◆ Document extract:
====
On the other hand, it is certainly true for some that tax levels are a disincentive. It is a very personal reaction. It applies more, I suspect, in the professions where men and women have literally to work very hard and long hours for each extra pound; and, as they are already earning substantial sums, the extra, less tax, makes it less worthwhile working. But in many cases of course even then, the same attitude would apply as for many others on a high rate of tax, and the real reason is that they have earned enough and they would not mind taking it a little easier now.

But as to the real area of growth potential, both personally and for the country, I submit that tax is by no means a disincentive, and I refer to the self-employed and the small companies. The opportunities for legitimate tax avoidance in small expanding firms abound. and the tax system certainly does not in any way prevent a really successful small firm from making very large sums of money, as we have seen in recent years with the growth of the unlisted securities market. But that does not prevent the unsuccessful, small businessmen from blaming the tax system, the Government and anyone else they can find readily to hand.
====
◆ Set exercise 1:
In the records below, report every line that contains the word "green", copying each line in full. Case counts.

◆ Material to process:
====
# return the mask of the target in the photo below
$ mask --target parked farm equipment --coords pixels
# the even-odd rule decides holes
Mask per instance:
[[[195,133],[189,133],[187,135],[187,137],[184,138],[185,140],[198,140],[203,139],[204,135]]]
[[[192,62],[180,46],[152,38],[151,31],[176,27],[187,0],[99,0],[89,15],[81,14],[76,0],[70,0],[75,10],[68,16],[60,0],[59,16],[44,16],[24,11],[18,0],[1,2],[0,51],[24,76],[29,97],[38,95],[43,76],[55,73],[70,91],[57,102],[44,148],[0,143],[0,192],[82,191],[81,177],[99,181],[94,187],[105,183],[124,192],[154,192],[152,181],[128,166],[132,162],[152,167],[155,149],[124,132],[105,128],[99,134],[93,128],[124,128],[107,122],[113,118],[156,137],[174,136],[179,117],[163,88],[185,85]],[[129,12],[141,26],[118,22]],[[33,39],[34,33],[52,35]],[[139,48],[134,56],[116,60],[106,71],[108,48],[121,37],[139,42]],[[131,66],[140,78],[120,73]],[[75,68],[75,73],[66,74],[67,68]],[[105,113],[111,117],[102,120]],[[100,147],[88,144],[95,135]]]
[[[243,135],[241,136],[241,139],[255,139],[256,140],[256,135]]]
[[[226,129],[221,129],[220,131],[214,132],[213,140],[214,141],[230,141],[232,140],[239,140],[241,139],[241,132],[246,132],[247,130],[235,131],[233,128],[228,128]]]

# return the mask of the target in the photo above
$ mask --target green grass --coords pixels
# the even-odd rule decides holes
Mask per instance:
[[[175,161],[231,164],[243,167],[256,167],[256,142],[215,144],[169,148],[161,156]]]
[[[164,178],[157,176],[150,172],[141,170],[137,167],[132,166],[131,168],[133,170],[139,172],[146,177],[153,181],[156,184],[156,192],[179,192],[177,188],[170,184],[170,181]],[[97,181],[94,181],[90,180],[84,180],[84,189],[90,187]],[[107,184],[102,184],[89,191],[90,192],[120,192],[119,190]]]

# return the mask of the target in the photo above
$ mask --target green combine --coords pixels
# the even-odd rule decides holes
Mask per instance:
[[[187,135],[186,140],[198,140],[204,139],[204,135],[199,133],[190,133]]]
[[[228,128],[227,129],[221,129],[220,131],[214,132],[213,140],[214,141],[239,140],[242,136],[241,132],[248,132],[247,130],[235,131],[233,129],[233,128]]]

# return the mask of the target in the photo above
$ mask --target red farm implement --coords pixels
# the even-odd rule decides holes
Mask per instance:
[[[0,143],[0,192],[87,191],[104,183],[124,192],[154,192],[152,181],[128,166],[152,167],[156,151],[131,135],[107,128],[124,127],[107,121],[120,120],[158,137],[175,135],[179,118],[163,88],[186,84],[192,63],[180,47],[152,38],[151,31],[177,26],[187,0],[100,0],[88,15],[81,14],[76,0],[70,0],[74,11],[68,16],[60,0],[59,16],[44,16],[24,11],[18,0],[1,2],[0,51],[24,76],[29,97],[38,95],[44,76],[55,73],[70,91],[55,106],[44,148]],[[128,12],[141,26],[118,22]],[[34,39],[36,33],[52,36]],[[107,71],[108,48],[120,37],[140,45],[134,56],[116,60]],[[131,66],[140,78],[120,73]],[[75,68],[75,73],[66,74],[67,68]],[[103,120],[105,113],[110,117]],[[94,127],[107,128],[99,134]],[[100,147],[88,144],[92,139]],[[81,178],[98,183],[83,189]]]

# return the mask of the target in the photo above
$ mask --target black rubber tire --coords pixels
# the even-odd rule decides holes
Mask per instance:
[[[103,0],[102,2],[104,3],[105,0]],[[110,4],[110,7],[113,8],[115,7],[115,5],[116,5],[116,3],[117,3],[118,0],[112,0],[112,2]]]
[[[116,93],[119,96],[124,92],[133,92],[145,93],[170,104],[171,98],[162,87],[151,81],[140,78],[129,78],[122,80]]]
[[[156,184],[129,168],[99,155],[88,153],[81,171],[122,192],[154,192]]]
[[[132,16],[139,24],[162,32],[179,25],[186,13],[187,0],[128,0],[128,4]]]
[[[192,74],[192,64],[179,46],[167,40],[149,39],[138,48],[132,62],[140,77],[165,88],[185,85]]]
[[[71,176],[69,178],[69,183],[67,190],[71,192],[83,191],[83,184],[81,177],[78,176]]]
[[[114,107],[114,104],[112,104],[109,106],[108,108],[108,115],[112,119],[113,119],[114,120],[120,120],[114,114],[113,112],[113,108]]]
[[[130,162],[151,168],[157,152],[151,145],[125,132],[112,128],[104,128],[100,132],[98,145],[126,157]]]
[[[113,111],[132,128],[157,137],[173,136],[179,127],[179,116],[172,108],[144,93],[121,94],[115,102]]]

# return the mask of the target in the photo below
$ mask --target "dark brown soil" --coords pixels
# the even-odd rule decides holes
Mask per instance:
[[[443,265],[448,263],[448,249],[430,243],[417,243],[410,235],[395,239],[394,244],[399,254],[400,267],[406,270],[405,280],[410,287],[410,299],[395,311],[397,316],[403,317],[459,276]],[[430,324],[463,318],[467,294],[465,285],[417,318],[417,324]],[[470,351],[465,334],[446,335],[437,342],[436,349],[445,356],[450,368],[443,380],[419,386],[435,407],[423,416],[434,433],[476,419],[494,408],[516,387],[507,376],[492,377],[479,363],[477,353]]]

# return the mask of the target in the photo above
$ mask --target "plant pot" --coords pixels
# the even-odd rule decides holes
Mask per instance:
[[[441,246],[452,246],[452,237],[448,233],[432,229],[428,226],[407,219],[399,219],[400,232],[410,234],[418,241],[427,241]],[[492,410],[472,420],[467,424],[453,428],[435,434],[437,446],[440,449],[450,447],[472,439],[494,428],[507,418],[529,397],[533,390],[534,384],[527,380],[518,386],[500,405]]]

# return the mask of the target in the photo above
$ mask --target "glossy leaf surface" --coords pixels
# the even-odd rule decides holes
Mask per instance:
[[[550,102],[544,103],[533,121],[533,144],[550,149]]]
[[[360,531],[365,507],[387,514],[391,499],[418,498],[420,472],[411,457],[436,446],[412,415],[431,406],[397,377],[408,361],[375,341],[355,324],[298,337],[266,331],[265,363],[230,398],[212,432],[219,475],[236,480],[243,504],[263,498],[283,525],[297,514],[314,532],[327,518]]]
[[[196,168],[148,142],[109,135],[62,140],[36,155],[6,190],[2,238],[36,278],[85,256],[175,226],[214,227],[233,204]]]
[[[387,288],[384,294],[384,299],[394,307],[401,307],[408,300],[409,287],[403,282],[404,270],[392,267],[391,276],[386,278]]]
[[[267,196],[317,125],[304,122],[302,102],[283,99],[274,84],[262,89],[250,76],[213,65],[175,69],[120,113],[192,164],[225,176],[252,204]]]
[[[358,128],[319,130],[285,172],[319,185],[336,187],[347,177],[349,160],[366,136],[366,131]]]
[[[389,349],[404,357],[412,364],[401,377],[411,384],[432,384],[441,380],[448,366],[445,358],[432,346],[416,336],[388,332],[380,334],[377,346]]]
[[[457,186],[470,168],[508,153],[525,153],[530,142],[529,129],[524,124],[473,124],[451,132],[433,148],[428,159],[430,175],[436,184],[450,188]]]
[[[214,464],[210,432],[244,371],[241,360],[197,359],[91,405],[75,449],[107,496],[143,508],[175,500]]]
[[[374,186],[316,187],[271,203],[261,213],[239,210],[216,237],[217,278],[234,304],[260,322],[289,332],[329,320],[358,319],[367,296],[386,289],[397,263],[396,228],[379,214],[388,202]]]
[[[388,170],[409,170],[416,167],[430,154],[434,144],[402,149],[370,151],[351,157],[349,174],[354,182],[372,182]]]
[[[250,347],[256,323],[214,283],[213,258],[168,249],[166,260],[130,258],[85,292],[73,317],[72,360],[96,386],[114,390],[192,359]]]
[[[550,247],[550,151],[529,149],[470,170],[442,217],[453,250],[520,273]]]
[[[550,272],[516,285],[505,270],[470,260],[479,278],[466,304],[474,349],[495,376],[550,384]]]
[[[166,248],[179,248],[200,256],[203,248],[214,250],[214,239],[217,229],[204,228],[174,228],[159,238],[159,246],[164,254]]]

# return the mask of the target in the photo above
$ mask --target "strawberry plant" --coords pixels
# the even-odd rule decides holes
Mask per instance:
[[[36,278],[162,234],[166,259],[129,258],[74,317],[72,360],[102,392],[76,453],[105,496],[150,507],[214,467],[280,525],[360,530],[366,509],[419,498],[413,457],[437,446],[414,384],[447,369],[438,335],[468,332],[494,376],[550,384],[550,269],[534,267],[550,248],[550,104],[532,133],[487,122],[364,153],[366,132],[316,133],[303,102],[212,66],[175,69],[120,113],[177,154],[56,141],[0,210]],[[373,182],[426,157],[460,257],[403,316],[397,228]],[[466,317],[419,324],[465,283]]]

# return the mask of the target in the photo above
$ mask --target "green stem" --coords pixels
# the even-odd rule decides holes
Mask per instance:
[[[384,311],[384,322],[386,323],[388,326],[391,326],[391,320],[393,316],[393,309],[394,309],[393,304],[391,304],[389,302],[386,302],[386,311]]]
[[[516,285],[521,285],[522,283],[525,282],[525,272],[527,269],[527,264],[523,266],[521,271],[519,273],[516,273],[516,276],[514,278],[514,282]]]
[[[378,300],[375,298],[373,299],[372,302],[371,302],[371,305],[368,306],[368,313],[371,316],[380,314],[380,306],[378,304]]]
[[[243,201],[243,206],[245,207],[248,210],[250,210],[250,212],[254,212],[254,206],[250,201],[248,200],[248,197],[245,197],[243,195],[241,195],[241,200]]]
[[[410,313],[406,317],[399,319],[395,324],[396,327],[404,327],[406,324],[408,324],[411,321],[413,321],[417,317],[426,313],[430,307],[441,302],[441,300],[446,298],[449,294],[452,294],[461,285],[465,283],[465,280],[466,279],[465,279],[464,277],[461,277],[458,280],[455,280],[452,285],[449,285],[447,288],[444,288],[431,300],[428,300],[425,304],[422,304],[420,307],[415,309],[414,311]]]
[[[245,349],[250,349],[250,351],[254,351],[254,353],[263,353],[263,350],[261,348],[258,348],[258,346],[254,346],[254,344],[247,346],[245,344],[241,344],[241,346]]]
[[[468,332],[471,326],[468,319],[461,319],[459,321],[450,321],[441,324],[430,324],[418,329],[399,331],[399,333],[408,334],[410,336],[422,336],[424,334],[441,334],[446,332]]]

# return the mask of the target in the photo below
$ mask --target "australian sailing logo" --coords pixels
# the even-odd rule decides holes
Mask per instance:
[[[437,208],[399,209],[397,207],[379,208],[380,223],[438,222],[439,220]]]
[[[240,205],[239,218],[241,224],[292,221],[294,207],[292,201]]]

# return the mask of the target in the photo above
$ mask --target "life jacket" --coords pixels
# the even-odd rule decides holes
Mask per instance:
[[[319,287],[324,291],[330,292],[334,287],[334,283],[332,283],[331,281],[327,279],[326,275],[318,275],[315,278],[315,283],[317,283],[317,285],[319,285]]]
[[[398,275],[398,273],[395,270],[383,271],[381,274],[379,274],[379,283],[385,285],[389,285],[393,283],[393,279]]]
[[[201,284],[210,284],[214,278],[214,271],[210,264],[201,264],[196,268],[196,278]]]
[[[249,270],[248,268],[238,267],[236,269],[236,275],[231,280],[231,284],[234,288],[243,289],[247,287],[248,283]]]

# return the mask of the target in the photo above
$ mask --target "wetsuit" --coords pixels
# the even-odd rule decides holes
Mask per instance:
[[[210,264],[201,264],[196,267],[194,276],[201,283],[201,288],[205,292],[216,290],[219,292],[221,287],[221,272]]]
====
◆ Set exercise 2:
Return the entire passage above on tax as a disincentive, word for word.

◆ Complete response 1:
$ mask --target green grass --coords pixels
$ mask --target green combine --coords pixels
$ mask --target "green stem" --coords pixels

◆ Complete response 2:
On the other hand, it is certainly true for some that tax levels are a disincentive. It is a very personal reaction. It applies more, I suspect, in the professions where men and women have literally to work very hard and long hours for each extra pound; and, as they are already earning substantial sums, the extra, less tax, makes it less worthwhile working. But in many cases of course even then, the same attitude would apply as for many others on a high rate of tax, and the real reason is that they have earned enough and they would not mind taking it a little easier now.

But as to the real area of growth potential, both personally and for the country, I submit that tax is by no means a disincentive, and I refer to the self-employed and the small companies. The opportunities for legitimate tax avoidance in small expanding firms abound. and the tax system certainly does not in any way prevent a really successful small firm from making very large sums of money, as we have seen in recent years with the growth of the unlisted securities market. But that does not prevent the unsuccessful, small businessmen from blaming the tax system, the Government and anyone else they can find readily to hand.